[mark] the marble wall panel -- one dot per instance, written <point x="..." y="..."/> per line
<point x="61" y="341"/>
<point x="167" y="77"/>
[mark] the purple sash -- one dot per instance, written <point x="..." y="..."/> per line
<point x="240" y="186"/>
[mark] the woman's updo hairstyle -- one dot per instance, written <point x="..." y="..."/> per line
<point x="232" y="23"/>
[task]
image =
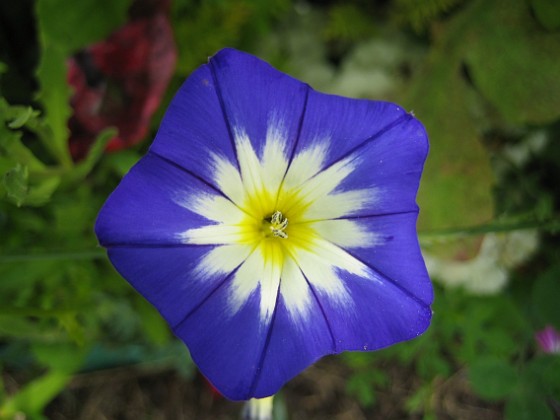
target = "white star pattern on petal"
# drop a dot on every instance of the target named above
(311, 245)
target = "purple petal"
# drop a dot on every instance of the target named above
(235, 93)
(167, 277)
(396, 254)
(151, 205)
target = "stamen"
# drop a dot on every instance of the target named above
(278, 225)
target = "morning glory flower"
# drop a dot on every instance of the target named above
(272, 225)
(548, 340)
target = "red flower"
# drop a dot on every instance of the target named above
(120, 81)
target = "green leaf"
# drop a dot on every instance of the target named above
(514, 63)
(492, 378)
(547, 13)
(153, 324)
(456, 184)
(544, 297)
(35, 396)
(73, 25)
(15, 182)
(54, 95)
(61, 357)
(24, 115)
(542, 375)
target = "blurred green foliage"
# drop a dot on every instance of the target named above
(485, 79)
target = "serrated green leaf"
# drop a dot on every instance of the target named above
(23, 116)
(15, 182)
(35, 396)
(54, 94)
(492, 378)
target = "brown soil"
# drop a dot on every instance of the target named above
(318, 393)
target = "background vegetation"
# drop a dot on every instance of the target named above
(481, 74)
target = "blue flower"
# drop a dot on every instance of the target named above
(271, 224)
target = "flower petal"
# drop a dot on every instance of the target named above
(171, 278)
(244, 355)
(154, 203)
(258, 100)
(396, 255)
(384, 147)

---------------

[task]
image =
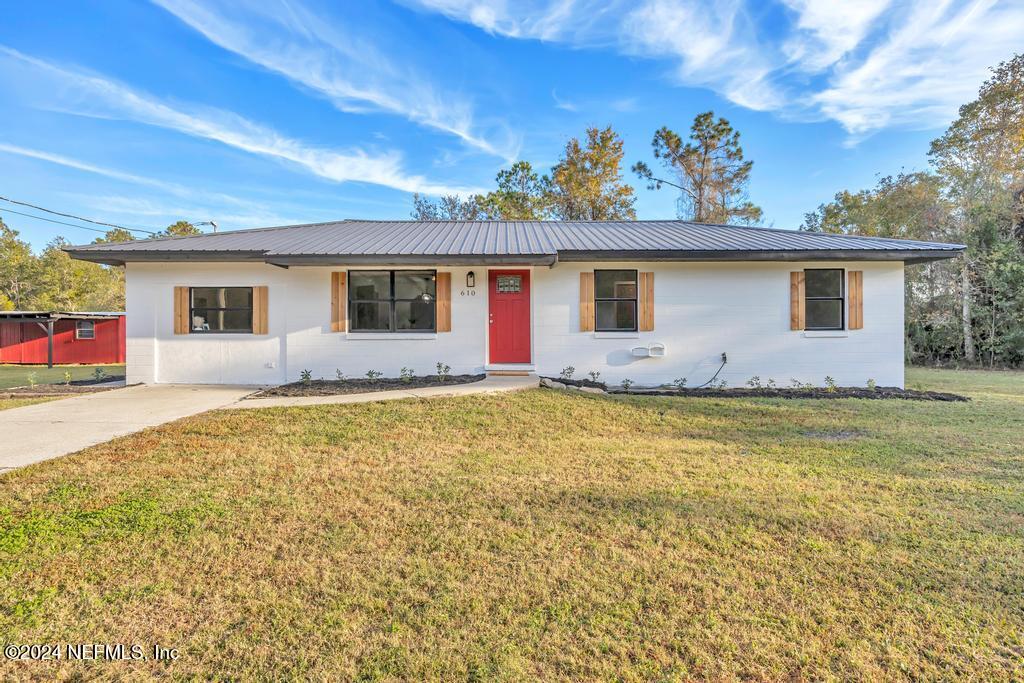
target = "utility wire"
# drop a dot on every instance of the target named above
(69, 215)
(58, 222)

---------------

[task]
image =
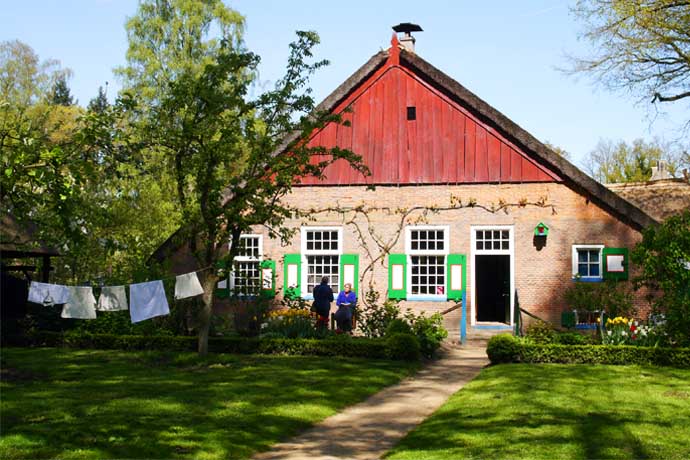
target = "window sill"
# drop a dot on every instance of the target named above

---------------

• _Instructions to follow_:
Only lines with the word "leaf" are wanted, so copy each one from the records.

• _Answer to the problem_:
target = "green leaf"
target = "serrated green leaf"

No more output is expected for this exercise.